---------- SOURCE MATERIAL ----------

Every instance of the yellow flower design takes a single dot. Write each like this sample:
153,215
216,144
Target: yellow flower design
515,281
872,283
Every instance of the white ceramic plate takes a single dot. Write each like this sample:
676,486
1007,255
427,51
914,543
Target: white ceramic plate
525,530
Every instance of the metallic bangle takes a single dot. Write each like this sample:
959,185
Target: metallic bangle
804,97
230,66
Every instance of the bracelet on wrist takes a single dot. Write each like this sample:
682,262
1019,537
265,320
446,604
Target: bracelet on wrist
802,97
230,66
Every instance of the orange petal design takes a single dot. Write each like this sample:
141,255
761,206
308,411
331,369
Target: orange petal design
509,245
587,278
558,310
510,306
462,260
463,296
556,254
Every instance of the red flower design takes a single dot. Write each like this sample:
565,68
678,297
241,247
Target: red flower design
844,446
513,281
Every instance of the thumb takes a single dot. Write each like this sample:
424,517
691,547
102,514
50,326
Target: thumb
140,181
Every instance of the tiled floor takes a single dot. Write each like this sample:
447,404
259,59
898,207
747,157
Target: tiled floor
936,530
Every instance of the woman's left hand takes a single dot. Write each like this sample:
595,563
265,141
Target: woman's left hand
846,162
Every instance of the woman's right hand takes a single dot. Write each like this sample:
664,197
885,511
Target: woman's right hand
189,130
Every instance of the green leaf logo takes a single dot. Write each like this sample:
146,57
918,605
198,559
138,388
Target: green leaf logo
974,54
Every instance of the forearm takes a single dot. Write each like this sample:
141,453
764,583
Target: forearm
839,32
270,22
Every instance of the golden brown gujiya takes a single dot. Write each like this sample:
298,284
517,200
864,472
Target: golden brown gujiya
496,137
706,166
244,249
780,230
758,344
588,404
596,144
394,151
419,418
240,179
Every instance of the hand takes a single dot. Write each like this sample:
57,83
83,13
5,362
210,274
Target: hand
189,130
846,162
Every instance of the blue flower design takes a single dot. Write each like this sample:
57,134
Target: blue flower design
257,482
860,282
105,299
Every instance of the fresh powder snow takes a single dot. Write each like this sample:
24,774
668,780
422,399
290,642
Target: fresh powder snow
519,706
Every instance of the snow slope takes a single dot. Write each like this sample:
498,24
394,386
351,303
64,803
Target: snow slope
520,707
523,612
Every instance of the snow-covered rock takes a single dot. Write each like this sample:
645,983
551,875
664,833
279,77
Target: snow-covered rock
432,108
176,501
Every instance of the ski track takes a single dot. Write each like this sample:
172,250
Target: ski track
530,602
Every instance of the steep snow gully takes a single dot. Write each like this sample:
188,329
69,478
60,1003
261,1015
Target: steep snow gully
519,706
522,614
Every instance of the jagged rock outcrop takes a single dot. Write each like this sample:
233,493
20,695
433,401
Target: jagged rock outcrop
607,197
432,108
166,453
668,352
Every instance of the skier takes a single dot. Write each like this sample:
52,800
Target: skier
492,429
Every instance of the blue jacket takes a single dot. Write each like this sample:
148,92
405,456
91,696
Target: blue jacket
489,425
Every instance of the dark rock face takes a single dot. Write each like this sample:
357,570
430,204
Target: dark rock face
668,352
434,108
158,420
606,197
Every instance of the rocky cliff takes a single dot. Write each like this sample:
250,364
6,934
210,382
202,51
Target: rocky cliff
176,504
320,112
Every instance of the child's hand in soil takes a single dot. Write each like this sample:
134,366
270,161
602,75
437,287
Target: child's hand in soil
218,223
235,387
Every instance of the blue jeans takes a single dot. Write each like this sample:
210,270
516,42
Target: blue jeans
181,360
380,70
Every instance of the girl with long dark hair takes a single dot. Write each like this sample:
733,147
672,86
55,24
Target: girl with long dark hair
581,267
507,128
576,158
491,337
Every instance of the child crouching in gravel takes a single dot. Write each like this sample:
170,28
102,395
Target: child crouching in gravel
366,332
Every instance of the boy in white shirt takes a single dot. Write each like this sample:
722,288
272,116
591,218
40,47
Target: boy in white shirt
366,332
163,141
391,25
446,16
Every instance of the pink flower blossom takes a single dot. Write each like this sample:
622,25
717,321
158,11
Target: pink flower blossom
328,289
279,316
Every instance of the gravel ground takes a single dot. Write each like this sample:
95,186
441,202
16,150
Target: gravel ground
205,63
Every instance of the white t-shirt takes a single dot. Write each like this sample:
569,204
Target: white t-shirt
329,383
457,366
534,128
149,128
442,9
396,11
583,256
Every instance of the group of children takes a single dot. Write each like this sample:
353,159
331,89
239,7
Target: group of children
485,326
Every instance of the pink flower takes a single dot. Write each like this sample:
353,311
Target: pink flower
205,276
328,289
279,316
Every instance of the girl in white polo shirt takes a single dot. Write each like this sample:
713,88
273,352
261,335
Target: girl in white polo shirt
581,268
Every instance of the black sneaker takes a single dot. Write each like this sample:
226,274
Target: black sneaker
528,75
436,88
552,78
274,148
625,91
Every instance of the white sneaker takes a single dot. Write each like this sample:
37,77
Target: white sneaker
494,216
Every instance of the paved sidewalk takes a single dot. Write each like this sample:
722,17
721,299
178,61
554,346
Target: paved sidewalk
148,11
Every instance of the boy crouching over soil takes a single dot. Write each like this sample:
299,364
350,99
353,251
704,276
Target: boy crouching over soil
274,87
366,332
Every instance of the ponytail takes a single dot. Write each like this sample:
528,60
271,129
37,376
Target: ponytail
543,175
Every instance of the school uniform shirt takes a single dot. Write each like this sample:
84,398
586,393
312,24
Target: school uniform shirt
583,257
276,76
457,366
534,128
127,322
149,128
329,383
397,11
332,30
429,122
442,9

----------

▸ ASSIGNED TASK: Please print the data above exactly as it appears.

▸ RESULT OF THE TASK:
Every instance of the yellow flower design takes a single dot. Write each like this sample:
153,215
216,144
Target: yellow flower design
515,281
872,283
Every instance of the white ceramic plate takes a single dot. Write each like this sample:
676,486
1007,255
427,51
914,543
Target: white ceramic plate
525,530
Every instance of the metallic bangle takes a single dot. Write each like this sample:
959,185
Target: metallic bangle
804,97
230,66
Every instance of the bracelet on wrist takes a single dot. Write each like this sample:
682,262
1019,537
265,320
446,604
Target: bracelet on wrist
802,97
230,66
Every instance of the orange petal design takes a single dot. Write each like this sample:
141,255
761,206
308,411
331,369
Target: orange petal design
509,245
587,278
558,310
510,306
462,260
463,296
556,254
Every instance of the red flower design takes a single dot. Write each like this sample:
565,68
678,297
241,247
Target: red flower design
844,446
513,281
Every instance of the thumb takes a single dot. Write each like this sample:
424,517
691,547
102,514
50,326
Target: thumb
140,181
Every instance of the tiled floor takes a single dot. Write each like this sample:
447,404
259,59
898,207
747,157
Target: tiled floor
936,530
Every instance of the woman's left hand takes a single dot. Write each like this sample:
595,563
265,141
Target: woman's left hand
846,162
Every instance of the woman's right hand takes a single dot. Write each like this sample:
664,197
885,511
Target: woman's right hand
189,130
Every instance of the green leaf logo takes a single dot. Write each like this sample:
146,57
918,605
198,559
138,388
Target: green leaf logo
974,54
Every instance of the forearm takes a single dot. Write each like this sample:
141,453
764,583
Target: forearm
839,32
270,22
Every instance of the golden brown gujiya takes a single dot. Write each like this sample:
298,284
517,200
864,472
Target: golden brown gujiya
496,137
706,166
244,249
780,230
758,344
588,404
596,144
394,151
419,418
240,179
Every instance of the hand takes a single dot. Write each like this sample:
57,83
83,13
5,362
210,274
Target: hand
189,130
846,162
Every instance of the blue flower design takes a single dot. Write each like this sample:
57,134
Target: blue flower design
257,482
860,282
105,299
Every instance of the fresh powder snow takes a single dot. Write each like this sample:
24,774
668,780
422,399
290,642
Target: fresh powder snow
519,706
Every instance of the snow slope takes a single dot. Write each like this sample:
498,24
394,386
351,303
64,803
Target: snow slope
520,707
523,612
Every instance of the snow-covered rock takes a single dot. Write each like this sample:
645,983
551,875
664,833
279,77
Target: snow-covered rock
432,108
176,501
Every instance of the ski track takes a single dot. Write each like this sample:
172,250
Target: ski track
530,602
Every instance of the steep snow gully takes a single dot. Write each like this sample:
188,329
69,478
60,1003
261,1015
Target: steep snow gully
519,706
522,614
Every instance of the jagged rock outcrop takes a single dot. Write each like this sample:
233,493
20,695
433,401
Target: jagged rock outcrop
607,197
432,108
166,453
668,352
Every instance of the skier takes a single dot. Write each like this sample:
52,800
Target: skier
492,429
Every instance of the blue jacket takes a single dot. Write each like this sample:
148,92
405,456
91,696
Target: blue jacket
489,425
Every instance of the dark rock face takes a single dot. Write each like this sample:
357,570
430,204
Target: dark rock face
668,352
434,108
158,420
606,197
Every instance of the rocky cliff takes a single dot. Write each like this sample:
250,364
6,934
210,382
202,51
Target: rocky cliff
176,504
320,112
Every instance of the child's hand in soil takes a single dot. Write each like this sample:
134,366
270,161
602,75
437,287
Target: child's hand in soil
218,223
235,387
Every instance of the blue jeans takes a single dot. Write each like this sample:
210,270
516,42
Target: blue jeans
181,360
380,70
Every instance of the girl with long dark hair takes a single dot. Write each like this sample:
733,147
672,86
55,24
Target: girl with long dark hair
581,267
507,128
576,158
491,337
Every instance of the child crouching in gravel takes a single dot. Write each like this sample:
170,28
102,395
Target: child crouching in gravel
366,332
Every instance of the boy in white shirt takes a single dot. Write each like this sample:
722,288
272,116
591,218
40,47
Target: boy in white shirt
366,332
163,141
391,25
446,16
Every instance of the pink flower blossom takes a single dot. Write each like this sample:
622,25
717,321
158,11
Target: pink flower blossom
328,289
279,316
Every instance of the gravel ground takes a single dot. Write each like this sample:
95,186
441,202
16,150
Target: gravel ground
205,63
Every instance of the white t-shirt takes a single dot. Write each like this sample:
569,204
Target: white t-shirt
329,383
457,366
534,128
149,128
442,9
396,11
583,256
Every instance of the group of children takes a single dot. Write each like this sample:
353,159
331,89
239,7
Target: group of children
485,326
Every instance of the pink flower takes a single dot. Write each like this sample:
353,311
Target: pink flower
205,276
328,289
279,316
Every instance of the girl in white polo shirt takes a single dot. Write each like this sample:
713,88
273,352
261,335
Target: girl in white polo shirt
581,268
Every instance of the black sneaker takes a single dot. Write each like this sample:
226,274
Target: black sneaker
528,75
436,88
552,78
274,148
625,91
Every instance of the white sneaker takes a single dot. Write each like this sample:
37,77
Target: white sneaker
494,216
Every instance of the paved sidewalk takes a single dot. Write each like this sample:
722,17
721,299
178,61
554,346
Target: paved sidewalk
148,11
Every instance of the boy crouching over soil takes a single dot. Write each like this sample:
299,364
350,99
353,251
704,276
Target: boy crouching over soil
274,87
366,332
Every instance of the ponytail takes a single dot. Write each like this sample:
528,60
271,129
37,376
Target: ponytail
543,175
Every instance of the school uniform shirt takes a single dot. Write each like this sample:
84,398
586,393
312,24
Target: school uniform shirt
583,257
276,76
457,366
534,128
127,322
149,128
329,383
397,11
332,30
429,122
442,9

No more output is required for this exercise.